[Testo estratto]
▬▬▬

I metereopatici e i fratturati sono fortunati, in questo senso. Agli altri, i più passivi, non resta che prendersela con la natura o con Dio, a seconda dei gusti, per questo fatto dell'asse della terra inclinato e i giri che ci facciamo intorno al sole. Gli attivi e gli ottimisti - notoriamente più svegli della media - possono tentare invece di far aprire gli okki agli amici su Facebook ché il clima e le stagioni li manovrano Obama, Samantha Cristoforetti e le lobby farmaceutiche con le scie chimiche, gli scudi aerei e tutte le irrorazioni del caso. Non si è capito bene per quale motivo, comunque. Può darsi che sia tutto finalizzato a far corrispondere il clima agli stati d'animo del capo della massoneria mondiale o a una previsione umorale annuale dei membri del Gruppo Bilderberg eccetera.
E intanto noi poveracci operai sempre lì a subire gli umori dei potenti. Tocca farci l'ansia a maniche corte. Gli attacchi di panico a petto nudo in boxer. La depressione a sorseggiare ottimi mojito. L'ipocondria on the beach a temere il melanoma in Coppertone. Col magone in infradito.
Poi torna la gioia di vivere e chi ne ha voglia di uscire con questo tempo di merda.

▬▬▬

[Record di dati]
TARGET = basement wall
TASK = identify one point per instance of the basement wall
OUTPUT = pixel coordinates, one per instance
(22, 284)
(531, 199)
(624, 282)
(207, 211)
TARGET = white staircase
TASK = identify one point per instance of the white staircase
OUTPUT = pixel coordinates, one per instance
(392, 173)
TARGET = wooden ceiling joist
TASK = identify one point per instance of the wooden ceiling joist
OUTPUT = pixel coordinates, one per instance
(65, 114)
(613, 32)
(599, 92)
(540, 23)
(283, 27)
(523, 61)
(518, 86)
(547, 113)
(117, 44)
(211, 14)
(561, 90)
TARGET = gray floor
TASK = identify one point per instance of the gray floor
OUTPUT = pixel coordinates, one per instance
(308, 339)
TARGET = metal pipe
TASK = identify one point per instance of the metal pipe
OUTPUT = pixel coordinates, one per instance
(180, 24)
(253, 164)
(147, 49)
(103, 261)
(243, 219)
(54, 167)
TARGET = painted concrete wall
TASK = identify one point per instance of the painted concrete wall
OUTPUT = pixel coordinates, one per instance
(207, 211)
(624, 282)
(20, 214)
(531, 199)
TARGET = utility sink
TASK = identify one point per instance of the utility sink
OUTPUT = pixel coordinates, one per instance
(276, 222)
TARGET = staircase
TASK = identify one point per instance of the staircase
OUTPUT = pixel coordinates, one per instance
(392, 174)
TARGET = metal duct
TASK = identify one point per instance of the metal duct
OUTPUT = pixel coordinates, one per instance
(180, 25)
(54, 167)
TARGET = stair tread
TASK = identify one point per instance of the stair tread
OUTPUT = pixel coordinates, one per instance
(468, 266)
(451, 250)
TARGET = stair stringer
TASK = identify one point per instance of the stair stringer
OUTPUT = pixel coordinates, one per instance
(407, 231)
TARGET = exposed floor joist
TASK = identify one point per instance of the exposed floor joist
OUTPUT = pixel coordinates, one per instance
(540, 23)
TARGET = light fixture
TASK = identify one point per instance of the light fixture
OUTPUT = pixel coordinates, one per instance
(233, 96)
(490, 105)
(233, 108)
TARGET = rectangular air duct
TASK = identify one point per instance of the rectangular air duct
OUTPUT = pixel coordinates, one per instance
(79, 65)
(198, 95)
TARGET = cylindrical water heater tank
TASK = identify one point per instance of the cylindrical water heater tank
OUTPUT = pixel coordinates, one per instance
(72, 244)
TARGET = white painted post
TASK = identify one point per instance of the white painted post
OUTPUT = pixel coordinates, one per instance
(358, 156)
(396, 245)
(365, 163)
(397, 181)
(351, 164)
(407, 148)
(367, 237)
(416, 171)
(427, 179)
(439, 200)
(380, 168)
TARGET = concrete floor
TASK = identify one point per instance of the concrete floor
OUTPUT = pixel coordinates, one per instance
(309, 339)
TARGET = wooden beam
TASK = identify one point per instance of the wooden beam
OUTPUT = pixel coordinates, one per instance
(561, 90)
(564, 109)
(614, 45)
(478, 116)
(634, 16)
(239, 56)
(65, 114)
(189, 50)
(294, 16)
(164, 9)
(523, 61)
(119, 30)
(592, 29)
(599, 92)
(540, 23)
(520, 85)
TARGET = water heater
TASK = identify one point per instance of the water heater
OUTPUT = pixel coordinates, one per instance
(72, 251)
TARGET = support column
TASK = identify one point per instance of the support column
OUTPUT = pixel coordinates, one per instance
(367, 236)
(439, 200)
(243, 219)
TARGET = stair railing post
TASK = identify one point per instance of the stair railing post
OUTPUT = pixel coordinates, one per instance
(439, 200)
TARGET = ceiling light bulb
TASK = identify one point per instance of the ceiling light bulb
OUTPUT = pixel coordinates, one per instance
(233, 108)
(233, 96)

▬▬▬

[Serie di esercizi]
• a. Traduci in inglese questa frase del testo estratto: «Non si è capito bene per quale motivo, comunque.»
• b. Cita dal testo estratto il passo compreso tra «E intanto noi» e «magone in infradito.», estremi inclusi.
Per rispondere basatevi esclusivamente sul testo estratto.

[Risultati per esercizio]
• a. It isn't really clear for what reason, anyway.

• b.
E intanto noi poveracci operai sempre lì a subire gli umori dei potenti. Tocca farci l'ansia a maniche corte. Gli attacchi di panico a petto nudo in boxer. La depressione a sorseggiare ottimi mojito. L'ipocondria on the beach a temere il melanoma in Coppertone. Col magone in infradito.